**DIRECTIONS**
The expected output is a copy of every line in the records with the string "table".

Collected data
********************
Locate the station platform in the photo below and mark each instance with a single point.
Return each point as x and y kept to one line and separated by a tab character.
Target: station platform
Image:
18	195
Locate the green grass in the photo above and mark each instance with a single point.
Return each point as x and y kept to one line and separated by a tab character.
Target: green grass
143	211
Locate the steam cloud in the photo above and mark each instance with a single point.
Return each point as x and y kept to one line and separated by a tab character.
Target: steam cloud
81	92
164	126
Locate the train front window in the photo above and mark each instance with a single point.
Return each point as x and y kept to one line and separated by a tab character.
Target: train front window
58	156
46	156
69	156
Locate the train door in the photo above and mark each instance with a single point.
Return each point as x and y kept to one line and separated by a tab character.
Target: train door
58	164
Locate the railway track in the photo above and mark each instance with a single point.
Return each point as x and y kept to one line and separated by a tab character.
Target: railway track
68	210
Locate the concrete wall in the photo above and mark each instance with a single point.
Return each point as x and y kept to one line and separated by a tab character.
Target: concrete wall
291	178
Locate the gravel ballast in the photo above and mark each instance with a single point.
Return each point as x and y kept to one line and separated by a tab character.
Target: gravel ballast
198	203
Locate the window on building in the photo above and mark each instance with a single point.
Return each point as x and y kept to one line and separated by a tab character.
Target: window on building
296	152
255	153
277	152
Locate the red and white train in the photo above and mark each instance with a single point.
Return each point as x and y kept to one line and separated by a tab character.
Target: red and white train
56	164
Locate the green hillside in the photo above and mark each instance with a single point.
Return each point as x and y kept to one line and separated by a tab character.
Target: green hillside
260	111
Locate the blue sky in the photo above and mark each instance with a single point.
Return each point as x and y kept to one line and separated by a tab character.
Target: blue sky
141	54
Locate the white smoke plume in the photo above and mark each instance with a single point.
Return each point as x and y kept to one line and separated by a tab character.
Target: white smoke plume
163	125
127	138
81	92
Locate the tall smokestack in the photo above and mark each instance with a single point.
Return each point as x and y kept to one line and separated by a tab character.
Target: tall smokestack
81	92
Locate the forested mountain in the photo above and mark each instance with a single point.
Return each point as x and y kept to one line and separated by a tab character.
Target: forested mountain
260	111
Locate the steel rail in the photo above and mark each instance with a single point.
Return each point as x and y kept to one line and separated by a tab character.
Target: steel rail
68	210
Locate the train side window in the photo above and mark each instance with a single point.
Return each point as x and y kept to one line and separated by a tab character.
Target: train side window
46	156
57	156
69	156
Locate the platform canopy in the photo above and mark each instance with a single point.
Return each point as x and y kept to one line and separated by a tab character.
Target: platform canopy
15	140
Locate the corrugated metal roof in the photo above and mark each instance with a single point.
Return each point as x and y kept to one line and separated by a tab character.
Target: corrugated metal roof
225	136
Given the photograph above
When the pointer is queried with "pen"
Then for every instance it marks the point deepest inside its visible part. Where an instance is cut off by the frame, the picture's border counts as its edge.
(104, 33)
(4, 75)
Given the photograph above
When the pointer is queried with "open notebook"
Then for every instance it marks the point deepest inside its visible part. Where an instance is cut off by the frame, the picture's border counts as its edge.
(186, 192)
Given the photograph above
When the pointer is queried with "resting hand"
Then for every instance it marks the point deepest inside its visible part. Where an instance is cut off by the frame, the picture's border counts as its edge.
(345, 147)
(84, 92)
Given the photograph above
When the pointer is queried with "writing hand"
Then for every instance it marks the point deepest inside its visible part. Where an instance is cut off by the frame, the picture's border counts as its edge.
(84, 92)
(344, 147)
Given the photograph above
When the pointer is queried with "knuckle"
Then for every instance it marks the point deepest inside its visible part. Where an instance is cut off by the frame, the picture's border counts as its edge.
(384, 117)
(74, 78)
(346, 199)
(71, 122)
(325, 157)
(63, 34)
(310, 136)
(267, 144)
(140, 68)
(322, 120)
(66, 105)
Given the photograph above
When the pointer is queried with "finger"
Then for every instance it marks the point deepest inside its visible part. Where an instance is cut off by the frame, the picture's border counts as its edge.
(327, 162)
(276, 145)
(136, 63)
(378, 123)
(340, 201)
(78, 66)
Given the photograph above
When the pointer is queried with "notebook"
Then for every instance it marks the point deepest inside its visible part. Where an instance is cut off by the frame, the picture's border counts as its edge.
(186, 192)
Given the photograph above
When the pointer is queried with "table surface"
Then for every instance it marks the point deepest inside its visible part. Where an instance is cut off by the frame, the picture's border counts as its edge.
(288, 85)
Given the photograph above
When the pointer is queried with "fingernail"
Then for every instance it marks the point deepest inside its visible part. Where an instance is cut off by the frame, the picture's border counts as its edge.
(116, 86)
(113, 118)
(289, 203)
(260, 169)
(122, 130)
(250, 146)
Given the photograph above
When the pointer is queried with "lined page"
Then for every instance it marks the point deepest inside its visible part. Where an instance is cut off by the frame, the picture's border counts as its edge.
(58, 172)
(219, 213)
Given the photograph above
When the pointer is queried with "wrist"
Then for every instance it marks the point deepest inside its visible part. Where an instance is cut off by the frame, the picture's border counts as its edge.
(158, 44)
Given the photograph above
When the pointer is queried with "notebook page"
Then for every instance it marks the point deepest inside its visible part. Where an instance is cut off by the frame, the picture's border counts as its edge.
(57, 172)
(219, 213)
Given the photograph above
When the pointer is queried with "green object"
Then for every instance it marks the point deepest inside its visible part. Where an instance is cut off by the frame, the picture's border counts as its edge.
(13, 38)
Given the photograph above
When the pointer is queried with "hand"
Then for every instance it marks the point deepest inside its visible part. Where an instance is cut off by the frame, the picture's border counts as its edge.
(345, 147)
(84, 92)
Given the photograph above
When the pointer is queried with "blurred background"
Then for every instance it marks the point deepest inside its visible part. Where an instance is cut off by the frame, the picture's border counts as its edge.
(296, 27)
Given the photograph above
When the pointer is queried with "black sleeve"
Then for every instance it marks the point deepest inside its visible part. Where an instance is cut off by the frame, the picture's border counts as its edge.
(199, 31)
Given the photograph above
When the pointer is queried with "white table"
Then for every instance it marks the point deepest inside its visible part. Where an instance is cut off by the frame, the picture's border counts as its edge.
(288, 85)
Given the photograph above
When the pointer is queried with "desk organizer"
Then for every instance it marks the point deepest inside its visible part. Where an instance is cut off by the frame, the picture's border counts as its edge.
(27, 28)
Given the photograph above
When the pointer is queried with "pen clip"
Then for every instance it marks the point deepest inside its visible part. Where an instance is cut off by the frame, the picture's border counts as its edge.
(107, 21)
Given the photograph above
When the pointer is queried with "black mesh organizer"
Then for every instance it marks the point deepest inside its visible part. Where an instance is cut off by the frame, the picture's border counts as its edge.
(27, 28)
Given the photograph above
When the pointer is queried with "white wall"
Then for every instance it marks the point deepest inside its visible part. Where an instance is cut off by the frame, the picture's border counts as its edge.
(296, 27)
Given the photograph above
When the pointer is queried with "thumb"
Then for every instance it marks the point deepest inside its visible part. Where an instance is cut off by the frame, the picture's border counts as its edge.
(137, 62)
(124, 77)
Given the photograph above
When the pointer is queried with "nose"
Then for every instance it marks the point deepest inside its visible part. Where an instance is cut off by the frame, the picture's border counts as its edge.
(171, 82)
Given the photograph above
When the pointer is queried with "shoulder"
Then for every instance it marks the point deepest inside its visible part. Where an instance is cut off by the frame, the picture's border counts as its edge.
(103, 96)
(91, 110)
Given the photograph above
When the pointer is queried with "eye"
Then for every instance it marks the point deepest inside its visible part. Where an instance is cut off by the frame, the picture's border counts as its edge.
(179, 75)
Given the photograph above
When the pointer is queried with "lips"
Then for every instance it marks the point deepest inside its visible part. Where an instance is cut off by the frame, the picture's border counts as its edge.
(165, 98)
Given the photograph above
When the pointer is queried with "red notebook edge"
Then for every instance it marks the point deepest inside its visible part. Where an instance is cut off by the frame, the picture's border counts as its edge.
********************
**EXERCISE OUTPUT**
When the pointer is queried with "table surface"
When the pointer is queried with "white table"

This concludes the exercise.